§ DATASET
-=-=-=-=-

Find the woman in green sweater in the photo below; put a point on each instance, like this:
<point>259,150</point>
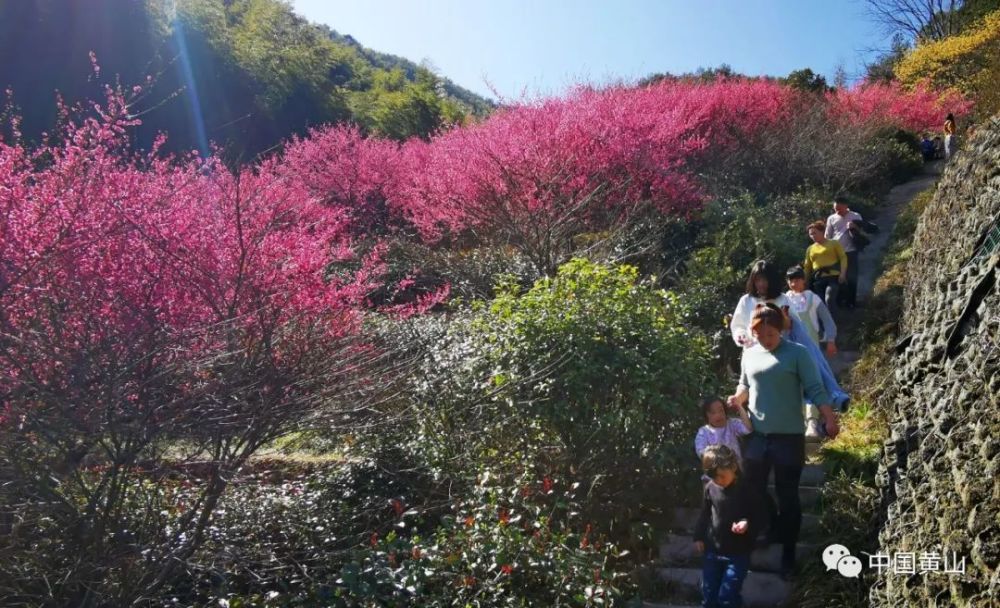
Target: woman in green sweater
<point>775,374</point>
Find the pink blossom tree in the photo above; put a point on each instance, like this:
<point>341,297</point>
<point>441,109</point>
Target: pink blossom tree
<point>155,311</point>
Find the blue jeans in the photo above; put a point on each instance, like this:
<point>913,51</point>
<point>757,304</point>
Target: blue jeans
<point>722,580</point>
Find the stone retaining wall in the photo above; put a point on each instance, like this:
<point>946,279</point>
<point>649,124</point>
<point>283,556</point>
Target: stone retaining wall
<point>940,470</point>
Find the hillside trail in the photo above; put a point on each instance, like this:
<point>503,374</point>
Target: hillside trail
<point>680,567</point>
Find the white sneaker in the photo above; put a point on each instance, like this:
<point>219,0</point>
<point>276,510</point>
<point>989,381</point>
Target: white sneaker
<point>814,430</point>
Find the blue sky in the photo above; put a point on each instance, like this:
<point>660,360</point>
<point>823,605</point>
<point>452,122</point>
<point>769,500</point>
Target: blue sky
<point>542,47</point>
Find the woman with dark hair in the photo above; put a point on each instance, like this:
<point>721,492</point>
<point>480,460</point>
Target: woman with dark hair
<point>775,373</point>
<point>765,287</point>
<point>826,264</point>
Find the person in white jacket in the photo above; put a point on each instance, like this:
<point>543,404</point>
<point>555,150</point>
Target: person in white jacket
<point>811,310</point>
<point>764,286</point>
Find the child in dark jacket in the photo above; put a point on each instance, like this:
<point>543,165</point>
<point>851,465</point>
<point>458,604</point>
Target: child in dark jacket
<point>731,516</point>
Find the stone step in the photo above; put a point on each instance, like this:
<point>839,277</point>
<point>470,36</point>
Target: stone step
<point>809,496</point>
<point>812,475</point>
<point>678,550</point>
<point>760,589</point>
<point>685,519</point>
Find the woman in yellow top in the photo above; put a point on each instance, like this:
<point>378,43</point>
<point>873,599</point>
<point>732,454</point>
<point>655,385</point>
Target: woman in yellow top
<point>949,135</point>
<point>825,264</point>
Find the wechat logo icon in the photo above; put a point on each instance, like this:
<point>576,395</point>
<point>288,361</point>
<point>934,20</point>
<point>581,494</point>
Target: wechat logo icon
<point>839,558</point>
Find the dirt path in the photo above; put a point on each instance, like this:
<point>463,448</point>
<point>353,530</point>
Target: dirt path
<point>870,263</point>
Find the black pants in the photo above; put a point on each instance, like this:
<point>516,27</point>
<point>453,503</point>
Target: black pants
<point>786,454</point>
<point>849,292</point>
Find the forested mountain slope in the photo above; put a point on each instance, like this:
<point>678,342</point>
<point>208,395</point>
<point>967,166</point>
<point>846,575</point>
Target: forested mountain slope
<point>244,74</point>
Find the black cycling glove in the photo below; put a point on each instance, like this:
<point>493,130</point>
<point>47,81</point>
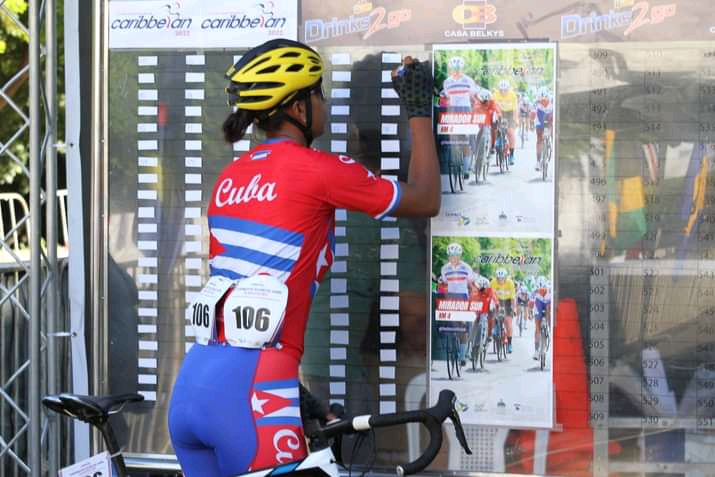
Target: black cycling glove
<point>413,84</point>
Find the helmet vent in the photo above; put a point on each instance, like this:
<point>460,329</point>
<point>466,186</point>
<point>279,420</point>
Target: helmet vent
<point>254,99</point>
<point>269,69</point>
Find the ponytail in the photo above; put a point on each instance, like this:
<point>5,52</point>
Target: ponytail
<point>235,125</point>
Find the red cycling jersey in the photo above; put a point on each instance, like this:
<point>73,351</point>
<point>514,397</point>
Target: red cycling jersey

-=-=-=-=-

§ TASK BRIEF
Pull out all lines from the listing that contain the string "below".

§ ANSWER SPACE
Find the woman in green sweater in the photo below; put a point on each instance, like this:
Find the black cycling glove in the photo below; put a point on each instance, like this:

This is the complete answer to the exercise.